— PASSAGE SHOWN —
--- start ---
At the same time, the front door lock on the new house jammed. After two different people tried to fix it, the second, a locksmith, said the whole lock and handle set needs to be replaced. (Jon had to climb over the fence to let us in from the back yard.)

So I have two sets of different house keys, which ALSO unlock in the opposite directions; have driven three different cars in the last nine days and three different sets of car keys, with different ways of unlocking and gas tanks all over the place; cats who keep trying to trick us into packing them into boxes so they don’t get left behind; two dogs who are alternately bored out of their minds for lack of long walks, and anxiety over moving again….
--- end ---
— GIVEN EXERCISE A —
Reproduce the passage about moving house word for word, starting with "At the same" and going on through "over moving again….".
— GIVEN EXERCISE B —
Decide whether each statement agrees with the passage about moving house, answering yes or no and quoting the words that settle it: (i) A locksmith said the whole lock and handle set needs to be replaced. (ii) The writer has driven two different cars in the last nine days. (iii) Jon climbed over the fence to let people in from the back yard.
— GIVEN EXERCISE C —
Pick up the passage about moving house after its last sentence and keep writing it.

— DATA SUPPLIED —
--- start ---
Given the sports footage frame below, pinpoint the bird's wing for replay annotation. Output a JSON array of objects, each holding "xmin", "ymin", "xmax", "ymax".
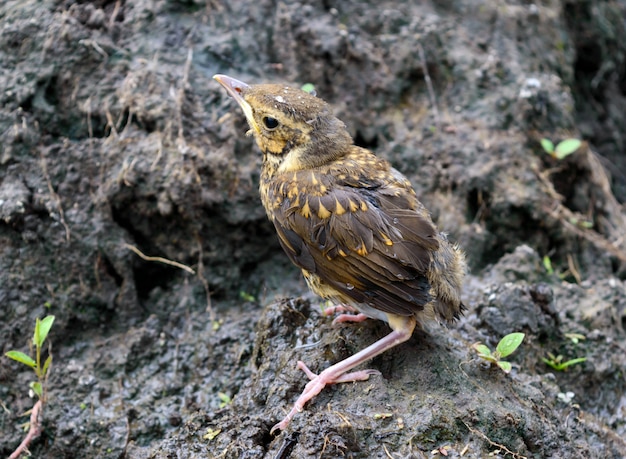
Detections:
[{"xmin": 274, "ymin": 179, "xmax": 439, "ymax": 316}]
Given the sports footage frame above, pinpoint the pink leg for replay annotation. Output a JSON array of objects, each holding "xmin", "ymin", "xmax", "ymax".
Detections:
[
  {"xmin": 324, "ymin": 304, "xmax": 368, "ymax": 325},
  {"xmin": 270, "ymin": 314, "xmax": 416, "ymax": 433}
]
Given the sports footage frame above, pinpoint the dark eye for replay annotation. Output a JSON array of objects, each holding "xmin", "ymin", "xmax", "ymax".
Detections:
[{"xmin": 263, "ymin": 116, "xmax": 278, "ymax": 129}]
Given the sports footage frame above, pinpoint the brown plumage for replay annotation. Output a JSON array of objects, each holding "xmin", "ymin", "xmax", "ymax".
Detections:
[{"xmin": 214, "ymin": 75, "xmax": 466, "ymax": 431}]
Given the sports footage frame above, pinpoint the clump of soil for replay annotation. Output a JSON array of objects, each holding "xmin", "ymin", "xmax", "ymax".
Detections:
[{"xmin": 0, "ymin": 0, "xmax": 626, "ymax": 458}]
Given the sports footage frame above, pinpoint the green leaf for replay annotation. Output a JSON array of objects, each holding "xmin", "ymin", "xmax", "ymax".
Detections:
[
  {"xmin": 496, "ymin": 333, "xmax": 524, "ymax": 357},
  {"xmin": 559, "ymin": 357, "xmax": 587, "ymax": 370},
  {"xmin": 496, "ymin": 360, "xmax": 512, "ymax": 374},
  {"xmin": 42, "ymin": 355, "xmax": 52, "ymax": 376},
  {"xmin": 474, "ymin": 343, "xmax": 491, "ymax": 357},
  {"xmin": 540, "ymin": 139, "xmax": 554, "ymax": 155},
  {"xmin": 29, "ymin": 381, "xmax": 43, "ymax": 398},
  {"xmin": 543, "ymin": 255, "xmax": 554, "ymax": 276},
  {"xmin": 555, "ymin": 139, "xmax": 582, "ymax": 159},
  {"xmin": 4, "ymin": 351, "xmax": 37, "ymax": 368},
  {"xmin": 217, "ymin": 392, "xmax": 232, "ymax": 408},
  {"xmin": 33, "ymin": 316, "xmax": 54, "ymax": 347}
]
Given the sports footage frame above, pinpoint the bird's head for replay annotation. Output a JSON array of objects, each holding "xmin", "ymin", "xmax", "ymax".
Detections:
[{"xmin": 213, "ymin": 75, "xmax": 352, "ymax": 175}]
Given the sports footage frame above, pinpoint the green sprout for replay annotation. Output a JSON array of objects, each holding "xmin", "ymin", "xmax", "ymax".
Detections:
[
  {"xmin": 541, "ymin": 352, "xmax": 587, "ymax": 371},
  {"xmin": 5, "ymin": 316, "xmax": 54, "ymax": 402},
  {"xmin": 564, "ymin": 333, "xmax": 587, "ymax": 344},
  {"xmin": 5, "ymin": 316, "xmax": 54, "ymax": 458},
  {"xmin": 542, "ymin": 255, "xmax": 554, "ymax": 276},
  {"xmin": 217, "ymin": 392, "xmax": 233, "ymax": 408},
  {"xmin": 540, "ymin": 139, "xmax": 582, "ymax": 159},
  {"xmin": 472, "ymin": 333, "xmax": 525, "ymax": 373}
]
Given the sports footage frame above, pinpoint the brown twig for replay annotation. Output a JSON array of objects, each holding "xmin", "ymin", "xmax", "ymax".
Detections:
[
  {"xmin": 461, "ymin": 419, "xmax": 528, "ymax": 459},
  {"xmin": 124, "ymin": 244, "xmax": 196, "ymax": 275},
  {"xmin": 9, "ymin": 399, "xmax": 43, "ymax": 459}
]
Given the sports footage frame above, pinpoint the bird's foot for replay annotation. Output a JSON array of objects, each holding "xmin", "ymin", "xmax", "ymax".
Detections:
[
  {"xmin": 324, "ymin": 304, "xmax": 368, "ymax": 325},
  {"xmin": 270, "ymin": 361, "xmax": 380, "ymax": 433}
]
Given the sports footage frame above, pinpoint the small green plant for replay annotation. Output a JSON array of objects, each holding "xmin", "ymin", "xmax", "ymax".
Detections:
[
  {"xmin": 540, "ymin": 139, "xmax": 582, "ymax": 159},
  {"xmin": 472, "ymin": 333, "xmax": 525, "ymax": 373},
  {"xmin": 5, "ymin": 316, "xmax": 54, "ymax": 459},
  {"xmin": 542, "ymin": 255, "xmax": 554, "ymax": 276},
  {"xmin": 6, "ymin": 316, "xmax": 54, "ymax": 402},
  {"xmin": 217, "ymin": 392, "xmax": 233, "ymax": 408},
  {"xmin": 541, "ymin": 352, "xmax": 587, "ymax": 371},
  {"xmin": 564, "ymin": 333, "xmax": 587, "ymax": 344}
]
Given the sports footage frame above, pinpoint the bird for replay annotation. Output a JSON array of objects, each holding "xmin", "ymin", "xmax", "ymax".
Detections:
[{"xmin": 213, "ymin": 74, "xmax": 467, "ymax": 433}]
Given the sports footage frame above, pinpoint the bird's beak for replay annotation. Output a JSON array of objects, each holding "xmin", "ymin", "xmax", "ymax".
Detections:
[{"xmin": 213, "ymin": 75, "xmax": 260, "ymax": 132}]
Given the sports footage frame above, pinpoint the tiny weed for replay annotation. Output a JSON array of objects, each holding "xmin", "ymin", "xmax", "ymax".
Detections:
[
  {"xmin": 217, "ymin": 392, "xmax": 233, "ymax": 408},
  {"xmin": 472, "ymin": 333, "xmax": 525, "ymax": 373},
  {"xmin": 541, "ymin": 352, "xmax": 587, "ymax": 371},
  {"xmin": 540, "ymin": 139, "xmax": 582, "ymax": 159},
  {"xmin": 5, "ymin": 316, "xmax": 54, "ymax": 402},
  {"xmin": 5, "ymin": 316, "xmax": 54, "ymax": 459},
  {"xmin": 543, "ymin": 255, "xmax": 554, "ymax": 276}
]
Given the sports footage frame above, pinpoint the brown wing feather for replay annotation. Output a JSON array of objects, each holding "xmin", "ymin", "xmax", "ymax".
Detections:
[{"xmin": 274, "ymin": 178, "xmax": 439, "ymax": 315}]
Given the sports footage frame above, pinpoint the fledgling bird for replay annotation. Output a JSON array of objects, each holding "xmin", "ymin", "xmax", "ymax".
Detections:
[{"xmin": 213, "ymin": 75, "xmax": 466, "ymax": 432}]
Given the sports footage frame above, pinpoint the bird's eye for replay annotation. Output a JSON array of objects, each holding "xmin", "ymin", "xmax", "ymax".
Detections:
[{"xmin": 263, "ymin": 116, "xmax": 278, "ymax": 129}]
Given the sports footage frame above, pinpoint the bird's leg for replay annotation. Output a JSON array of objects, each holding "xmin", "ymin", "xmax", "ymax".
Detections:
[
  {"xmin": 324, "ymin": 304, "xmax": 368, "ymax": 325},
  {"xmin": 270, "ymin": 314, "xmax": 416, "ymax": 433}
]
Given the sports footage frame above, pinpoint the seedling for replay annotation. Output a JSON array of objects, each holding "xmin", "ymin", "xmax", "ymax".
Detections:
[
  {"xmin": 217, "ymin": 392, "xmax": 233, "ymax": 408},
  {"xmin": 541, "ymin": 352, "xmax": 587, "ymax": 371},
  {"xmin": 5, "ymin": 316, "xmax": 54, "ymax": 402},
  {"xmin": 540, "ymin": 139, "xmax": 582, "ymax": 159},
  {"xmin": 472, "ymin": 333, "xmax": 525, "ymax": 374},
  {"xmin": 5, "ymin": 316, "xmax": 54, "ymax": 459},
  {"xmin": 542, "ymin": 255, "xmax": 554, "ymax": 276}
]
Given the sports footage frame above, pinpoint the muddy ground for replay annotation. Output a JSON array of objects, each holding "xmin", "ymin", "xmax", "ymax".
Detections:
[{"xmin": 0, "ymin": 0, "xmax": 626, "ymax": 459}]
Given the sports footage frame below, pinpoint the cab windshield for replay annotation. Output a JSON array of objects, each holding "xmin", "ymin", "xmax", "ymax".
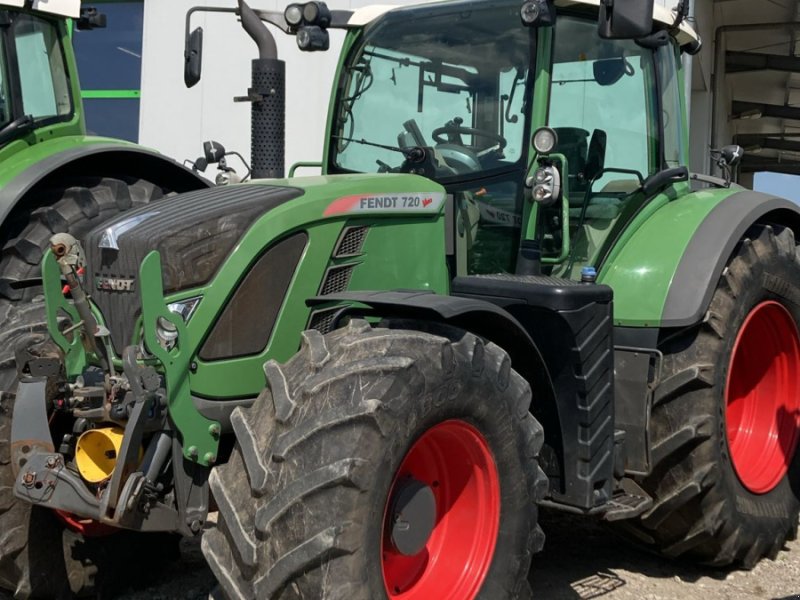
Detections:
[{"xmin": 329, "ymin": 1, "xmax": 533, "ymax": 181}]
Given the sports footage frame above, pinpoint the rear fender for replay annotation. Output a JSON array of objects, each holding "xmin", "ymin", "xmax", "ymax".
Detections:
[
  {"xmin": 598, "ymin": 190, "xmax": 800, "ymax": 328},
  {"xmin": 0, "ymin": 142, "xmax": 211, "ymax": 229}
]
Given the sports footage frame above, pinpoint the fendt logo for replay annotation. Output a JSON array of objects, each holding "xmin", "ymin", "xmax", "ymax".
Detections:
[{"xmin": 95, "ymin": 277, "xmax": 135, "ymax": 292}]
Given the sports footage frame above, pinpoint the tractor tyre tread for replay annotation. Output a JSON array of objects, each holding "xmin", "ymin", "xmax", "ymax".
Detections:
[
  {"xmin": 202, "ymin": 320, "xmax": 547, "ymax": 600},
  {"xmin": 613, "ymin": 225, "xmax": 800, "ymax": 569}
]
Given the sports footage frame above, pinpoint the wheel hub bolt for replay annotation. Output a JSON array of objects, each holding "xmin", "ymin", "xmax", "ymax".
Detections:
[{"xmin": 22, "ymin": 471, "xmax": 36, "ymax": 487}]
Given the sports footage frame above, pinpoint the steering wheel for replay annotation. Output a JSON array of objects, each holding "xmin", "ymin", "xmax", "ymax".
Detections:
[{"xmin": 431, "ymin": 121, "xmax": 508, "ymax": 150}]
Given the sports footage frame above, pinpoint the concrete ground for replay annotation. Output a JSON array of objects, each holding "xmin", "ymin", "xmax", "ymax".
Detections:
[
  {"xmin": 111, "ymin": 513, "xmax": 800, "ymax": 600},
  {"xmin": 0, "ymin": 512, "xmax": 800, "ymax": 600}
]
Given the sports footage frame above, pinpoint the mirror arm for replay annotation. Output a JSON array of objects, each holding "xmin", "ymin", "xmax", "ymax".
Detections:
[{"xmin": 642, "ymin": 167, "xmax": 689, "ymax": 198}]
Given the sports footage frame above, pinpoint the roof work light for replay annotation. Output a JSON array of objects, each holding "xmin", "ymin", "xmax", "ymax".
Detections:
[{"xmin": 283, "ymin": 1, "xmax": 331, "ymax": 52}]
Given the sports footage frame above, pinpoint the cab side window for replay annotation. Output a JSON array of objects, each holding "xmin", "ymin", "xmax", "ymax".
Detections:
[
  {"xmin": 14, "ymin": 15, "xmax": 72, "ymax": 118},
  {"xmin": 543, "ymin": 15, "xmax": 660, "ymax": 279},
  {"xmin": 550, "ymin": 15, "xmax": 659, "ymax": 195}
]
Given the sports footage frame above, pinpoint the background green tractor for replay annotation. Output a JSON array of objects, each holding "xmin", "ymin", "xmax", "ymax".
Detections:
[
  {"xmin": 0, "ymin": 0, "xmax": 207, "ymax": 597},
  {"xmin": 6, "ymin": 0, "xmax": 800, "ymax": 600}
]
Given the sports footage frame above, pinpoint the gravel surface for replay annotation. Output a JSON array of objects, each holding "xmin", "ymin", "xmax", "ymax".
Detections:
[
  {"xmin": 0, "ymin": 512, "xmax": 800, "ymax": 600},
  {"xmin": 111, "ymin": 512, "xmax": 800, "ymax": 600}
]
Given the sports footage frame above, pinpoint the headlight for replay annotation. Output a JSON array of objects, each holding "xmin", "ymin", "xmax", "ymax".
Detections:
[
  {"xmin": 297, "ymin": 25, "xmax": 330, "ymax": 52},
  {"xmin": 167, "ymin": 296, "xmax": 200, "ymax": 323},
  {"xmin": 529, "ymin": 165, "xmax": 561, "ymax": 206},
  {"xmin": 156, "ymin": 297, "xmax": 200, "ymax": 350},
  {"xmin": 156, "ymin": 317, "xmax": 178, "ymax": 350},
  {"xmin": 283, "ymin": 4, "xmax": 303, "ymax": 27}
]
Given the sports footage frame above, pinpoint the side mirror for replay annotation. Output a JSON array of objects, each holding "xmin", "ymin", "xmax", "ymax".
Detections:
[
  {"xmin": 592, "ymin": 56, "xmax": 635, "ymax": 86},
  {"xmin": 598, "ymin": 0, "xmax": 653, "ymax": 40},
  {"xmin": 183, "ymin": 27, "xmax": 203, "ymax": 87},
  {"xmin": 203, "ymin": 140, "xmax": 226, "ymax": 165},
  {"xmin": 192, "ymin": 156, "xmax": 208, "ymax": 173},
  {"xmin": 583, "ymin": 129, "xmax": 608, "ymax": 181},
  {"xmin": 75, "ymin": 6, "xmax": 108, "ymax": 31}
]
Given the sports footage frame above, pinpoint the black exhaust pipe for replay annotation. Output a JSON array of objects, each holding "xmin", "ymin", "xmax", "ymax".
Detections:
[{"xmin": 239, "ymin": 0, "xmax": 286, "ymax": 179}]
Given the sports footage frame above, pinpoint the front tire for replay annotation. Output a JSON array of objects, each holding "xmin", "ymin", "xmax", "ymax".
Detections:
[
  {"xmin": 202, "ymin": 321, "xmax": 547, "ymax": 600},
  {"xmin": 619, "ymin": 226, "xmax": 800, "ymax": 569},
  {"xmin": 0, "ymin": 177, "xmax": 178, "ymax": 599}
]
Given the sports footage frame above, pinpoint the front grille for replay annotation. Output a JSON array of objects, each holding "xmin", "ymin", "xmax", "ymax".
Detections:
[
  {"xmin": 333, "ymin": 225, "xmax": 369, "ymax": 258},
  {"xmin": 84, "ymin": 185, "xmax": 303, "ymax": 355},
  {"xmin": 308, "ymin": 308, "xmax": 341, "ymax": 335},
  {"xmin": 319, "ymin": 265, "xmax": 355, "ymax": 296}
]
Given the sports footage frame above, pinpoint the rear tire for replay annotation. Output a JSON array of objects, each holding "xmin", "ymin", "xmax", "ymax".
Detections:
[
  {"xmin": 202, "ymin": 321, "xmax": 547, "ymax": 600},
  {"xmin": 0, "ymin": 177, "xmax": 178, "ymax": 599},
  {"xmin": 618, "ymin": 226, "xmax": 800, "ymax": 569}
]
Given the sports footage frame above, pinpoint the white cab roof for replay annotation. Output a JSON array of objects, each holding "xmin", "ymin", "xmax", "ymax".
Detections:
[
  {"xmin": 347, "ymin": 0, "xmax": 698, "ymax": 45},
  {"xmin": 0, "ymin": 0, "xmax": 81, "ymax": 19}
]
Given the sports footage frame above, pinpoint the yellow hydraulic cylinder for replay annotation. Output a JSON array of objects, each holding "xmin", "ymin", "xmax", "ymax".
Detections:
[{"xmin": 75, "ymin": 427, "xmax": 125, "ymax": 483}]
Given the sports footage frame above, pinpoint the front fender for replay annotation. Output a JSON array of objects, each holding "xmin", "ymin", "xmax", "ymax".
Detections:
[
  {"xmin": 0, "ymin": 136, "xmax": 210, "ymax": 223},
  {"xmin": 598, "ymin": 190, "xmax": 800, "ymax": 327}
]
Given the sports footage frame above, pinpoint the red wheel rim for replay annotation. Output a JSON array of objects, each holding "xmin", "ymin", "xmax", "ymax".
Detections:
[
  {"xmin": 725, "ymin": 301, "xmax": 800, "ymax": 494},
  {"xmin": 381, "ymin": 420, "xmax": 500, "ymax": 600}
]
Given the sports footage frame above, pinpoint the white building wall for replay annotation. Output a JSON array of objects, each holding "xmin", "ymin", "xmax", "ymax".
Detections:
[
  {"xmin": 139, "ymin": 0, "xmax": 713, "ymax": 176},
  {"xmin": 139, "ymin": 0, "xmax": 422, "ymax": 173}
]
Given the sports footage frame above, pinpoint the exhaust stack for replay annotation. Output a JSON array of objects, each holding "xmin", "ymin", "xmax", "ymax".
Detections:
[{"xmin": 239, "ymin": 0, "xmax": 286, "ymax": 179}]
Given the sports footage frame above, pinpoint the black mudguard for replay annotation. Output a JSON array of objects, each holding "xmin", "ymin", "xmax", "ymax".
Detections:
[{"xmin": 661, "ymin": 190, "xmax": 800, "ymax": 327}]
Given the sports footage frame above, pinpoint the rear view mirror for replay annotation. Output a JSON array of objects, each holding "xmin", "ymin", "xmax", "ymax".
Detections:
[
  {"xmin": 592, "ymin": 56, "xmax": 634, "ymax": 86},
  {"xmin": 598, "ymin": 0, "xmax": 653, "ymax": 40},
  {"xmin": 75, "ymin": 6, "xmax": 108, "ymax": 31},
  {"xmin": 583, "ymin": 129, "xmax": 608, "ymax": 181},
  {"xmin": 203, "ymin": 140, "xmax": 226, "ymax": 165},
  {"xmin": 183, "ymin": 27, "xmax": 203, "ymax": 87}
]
--- end ---
— EXERCISE ANSWER A —
At the same time, the front door lock on the new house jammed. After two different people tried to fix it, the second, a locksmith, said the whole lock and handle set needs to be replaced. (Jon had to climb over the fence to let us in from the back yard.)

So I have two sets of different house keys, which ALSO unlock in the opposite directions; have driven three different cars in the last nine days and three different sets of car keys, with different ways of unlocking and gas tanks all over the place; cats who keep trying to trick us into packing them into boxes so they don’t get left behind; two dogs who are alternately bored out of their minds for lack of long walks, and anxiety over moving again….

— EXERCISE ANSWER B —
(i) Yes: "the second, a locksmith, said the whole lock and handle set needs to be replaced"
(ii) No: "have driven three different cars in the last nine days"
(iii) Yes: "Jon had to climb over the fence to let us in from the back yard"

— EXERCISE ANSWER C —
And yesterday I set up for a new show at Graton Gallery in Graton, CA, a wonderful gallery I’m so excited to be in. They showed amazing patience when I had to make three trips. One to get the jewelry cases I thought I’d forgotten. And another to bring the cases that a friend found IN THE ALLEY WAY where my studio is. Because I’d set them down to talk to a friend, and forgot to pick them back up again. (Thank you, James!)

Meanwhile, my South A Street studio is full of everything that didn’t fit in my new, smaller home studio (which is also stuffed) and I’m feeling a lit-tul bit overwhelmed with it all.

The bright side?

Friends with trucks! Thank you, James, Cory, and West Coast Greg Thompson!

A nice new neighborhood! We’ll be in the charming (Luther) Burbank Gardens neighborhood. Where almost every single resident there has already stopped by to welcome us to the neighborhood.

We have two hyoooge, beautiful porches! More opportunities for large gatherings of friends and neighbors.

We’re even closer to my SOFA studio, and it’s easier than ever to get outta town.

We have a few more years to figure out our next stepswithout worrying about the house being sold out from under us. Good friends own the house, but they won’t be moving up here for a few more years. This works out to everyone’s advantage!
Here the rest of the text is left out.